Rewrite the data below, changing "Visual search module" to "Image grounding tool" wherever it occurs and keeping everything else the same.
******************************
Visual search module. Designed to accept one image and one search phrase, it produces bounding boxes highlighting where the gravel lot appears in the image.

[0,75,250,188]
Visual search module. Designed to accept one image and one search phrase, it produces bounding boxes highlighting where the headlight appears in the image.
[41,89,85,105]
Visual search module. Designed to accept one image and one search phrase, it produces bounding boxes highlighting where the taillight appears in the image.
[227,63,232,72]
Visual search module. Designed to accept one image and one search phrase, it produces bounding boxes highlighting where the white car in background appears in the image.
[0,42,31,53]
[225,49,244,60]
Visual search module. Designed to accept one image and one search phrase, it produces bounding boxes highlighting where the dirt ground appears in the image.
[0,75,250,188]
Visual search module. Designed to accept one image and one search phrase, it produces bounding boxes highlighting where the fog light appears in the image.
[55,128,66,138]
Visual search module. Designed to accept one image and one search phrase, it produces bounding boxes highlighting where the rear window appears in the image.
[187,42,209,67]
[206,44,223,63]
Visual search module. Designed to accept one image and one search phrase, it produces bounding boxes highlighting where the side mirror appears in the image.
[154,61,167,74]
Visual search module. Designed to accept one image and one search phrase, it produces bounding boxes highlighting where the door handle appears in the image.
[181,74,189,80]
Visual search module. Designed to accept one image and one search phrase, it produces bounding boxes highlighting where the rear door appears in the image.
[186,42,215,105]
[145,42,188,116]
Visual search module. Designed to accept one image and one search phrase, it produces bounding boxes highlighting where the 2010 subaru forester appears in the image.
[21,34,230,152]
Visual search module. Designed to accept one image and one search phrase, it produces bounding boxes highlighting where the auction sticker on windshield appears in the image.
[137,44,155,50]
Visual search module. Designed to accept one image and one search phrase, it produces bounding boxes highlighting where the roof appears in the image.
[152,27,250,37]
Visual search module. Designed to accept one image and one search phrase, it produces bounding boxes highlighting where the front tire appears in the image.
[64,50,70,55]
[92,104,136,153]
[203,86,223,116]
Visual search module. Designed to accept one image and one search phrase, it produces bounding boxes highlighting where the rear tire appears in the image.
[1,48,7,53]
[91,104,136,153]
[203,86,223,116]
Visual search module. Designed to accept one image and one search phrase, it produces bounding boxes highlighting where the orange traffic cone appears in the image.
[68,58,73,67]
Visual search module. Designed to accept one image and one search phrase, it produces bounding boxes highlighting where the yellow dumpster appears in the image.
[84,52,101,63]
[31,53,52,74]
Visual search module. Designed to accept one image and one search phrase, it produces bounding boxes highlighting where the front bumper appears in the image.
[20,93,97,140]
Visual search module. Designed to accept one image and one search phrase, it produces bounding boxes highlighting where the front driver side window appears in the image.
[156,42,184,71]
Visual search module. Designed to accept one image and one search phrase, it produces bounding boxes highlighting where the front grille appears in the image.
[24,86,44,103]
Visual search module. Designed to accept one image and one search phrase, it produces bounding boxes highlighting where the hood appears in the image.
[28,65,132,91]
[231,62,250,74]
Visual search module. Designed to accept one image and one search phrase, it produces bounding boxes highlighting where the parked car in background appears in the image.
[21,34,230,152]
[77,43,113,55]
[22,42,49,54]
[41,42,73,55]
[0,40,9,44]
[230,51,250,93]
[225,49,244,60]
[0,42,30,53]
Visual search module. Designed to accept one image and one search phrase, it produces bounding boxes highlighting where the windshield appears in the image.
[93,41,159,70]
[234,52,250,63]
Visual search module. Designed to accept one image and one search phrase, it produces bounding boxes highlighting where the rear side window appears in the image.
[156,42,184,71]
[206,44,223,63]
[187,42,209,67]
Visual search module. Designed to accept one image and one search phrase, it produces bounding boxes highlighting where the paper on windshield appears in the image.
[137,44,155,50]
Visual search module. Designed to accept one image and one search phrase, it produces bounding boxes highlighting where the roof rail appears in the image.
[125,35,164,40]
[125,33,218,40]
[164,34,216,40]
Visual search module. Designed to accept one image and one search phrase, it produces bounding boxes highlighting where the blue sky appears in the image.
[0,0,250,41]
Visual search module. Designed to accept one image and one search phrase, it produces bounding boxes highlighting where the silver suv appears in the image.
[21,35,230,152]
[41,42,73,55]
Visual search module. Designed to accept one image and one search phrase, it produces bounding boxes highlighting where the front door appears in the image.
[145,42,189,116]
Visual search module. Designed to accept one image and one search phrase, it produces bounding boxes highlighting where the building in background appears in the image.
******************************
Written solution.
Image grounding tool. Designed to accept one image and one search phrase, it produces bounding boxes highlighting where the gravel lot appears in the image.

[0,75,250,188]
Image grounding tool. Designed to accept one image and one search phrase, it produces bounding boxes highlighting where the headlight appears in the image.
[41,89,85,105]
Image grounding tool. Designed to accept one image and one search phrase, it produces bounding boxes highlighting where the taillight appears in the image.
[227,63,232,72]
Image grounding tool. Designed to accept one image and one search phrase, it produces bounding boxes highlighting where the white car in background appears in the image.
[0,42,31,53]
[225,49,244,60]
Image grounding tool. Designed to accept one image and one search phrase, it produces bounding boxes highlighting where the dirt ground appears in the image.
[0,75,250,188]
Image grounding tool. Designed to accept one image and one search phrase, it produces bounding boxes highlighting where the fog light appears in the image.
[55,128,66,138]
Image grounding tool. Designed to accept one image and one search phrase, it produces bounding boxes highlighting where the rear window appears in the image.
[187,42,209,67]
[206,44,223,63]
Image grounding tool. Designed to accept one image and one search phrase, it produces bounding boxes highlighting where the side mirror appears in the image.
[154,61,167,74]
Image grounding tool. Designed to accept one image and one search phrase, it produces bounding boxes highlighting where the door handle appears in the image.
[181,74,189,80]
Image grounding tool. Designed to accept one image and one search phrase, it produces bounding boxes highlighting where the rear door appears in the image.
[186,42,215,105]
[145,42,188,116]
Image grounding tool. Designed to accept one image and one search phrase, it produces bounding boxes highlighting where the 2010 subaru forester appears in the image.
[21,34,230,152]
Image grounding tool. Designed to accept one image and one search phrase, it produces bounding boxes highlighting where the auction sticker on windshield appears in the image.
[137,44,155,50]
Image grounding tool. Designed to accept one image and one search phrase, it produces bounding boxes highlighting where the roof appears in the image.
[152,27,250,37]
Image grounding tool. Designed to accept one image and one search phrase, it produces bounding boxes highlighting where the front tire appears in the image.
[64,50,70,55]
[92,104,136,153]
[203,86,223,116]
Image grounding tool. Designed to accept one image and one search phrase, it produces bounding boxes highlighting where the rear tire appears in the image.
[1,48,7,53]
[91,104,136,153]
[203,86,223,116]
Image grounding tool. Designed to accept one image and one search phrase, it produces bounding boxes highlighting where the orange traffic cone appears in the image.
[68,58,73,67]
Image grounding tool. Designed to accept one image and one search phrase, it produces bounding boxes highlighting where the yellow dumpster appears in the image.
[84,52,101,63]
[31,53,52,74]
Image grounding tool. Designed to accept one image and one search phrase, it produces bounding boxes highlighting where the front bumper appears in the image.
[20,93,97,140]
Image grounding tool. Designed to accept one image and one search phrase, it produces bounding boxes highlighting where the front driver side window appears in the image.
[156,42,184,71]
Image grounding tool. Designed to accept one image and one search phrase, it produces bounding boxes highlighting where the front grille appears in the image.
[24,86,44,103]
Image grounding tool. Designed to accept one image and one search phrase, it produces bounding boxes highlighting where the hood appears in the image.
[28,65,132,91]
[231,62,250,74]
Image grounding tool. Designed to accept one image and one search phrase, it produces bounding boxes highlighting where the parked car in background appears in the image.
[21,34,230,152]
[77,43,113,55]
[22,42,49,54]
[41,42,73,55]
[0,40,9,44]
[230,51,250,93]
[225,49,244,60]
[0,42,30,53]
Image grounding tool. Designed to accept one image and one search phrase, it produces bounding boxes highlighting where the windshield appears in the image.
[93,41,159,70]
[234,52,250,63]
Image grounding tool. Designed to accept one image and one search phrase, it produces bounding boxes highlighting where the rear side window appears in the image.
[156,42,184,71]
[206,44,223,63]
[187,42,209,67]
Image grounding tool. Designed to accept one image and one search phrase, it produces bounding boxes highlighting where the paper on windshield appears in the image.
[137,44,155,50]
Image grounding tool. Designed to accept one image and one search phrase, it produces bounding boxes highlighting where the roof rail appears in the image.
[125,35,164,40]
[125,33,218,40]
[164,34,216,40]
Image grounding tool. Designed to accept one image and one search phrase, it produces bounding boxes highlighting where the blue sky appears in the image.
[0,0,250,41]
Image grounding tool. Designed to accept one image and one search phrase, it produces bounding boxes highlighting where the silver suv appears in the image.
[21,35,230,152]
[41,42,73,55]
Image grounding tool. Designed to accept one image and one search phrase, it produces bounding boxes highlighting where the front door appears in the image.
[145,42,189,116]
Image grounding tool. Designed to accept one image and one search phrase, it produces bounding boxes highlighting where the building in background appears in the image.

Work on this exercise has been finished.